Records from a collection:
☆ ☆ ☆ ☆
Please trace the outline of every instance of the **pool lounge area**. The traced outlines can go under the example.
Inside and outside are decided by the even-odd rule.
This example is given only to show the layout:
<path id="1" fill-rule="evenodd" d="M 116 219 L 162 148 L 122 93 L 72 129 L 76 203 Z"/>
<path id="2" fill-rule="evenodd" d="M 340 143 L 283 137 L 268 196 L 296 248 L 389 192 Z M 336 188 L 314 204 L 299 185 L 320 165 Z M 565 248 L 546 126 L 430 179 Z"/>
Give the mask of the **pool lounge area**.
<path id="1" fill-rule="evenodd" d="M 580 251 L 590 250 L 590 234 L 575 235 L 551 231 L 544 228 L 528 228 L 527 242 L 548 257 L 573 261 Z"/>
☆ ☆ ☆ ☆
* **GIVEN TASK**
Rewrite the listing above as a numbered list, dropping any blank lines.

* **TASK RESULT**
1. Please trace the outline of every instance of the **pool lounge area**. The traced outlines can go under the example.
2. Inside and outside are decided by the even-odd rule.
3. This example is given only to show the layout:
4. <path id="1" fill-rule="evenodd" d="M 116 219 L 162 148 L 122 93 L 72 129 L 76 203 Z"/>
5. <path id="2" fill-rule="evenodd" d="M 340 143 L 283 137 L 268 196 L 296 248 L 389 192 Z M 336 188 L 314 204 L 299 185 L 320 165 Z M 565 248 L 546 126 L 430 179 Z"/>
6. Give the mask of the **pool lounge area**.
7. <path id="1" fill-rule="evenodd" d="M 580 251 L 590 250 L 590 234 L 575 235 L 551 231 L 544 228 L 528 228 L 527 242 L 548 257 L 573 261 Z"/>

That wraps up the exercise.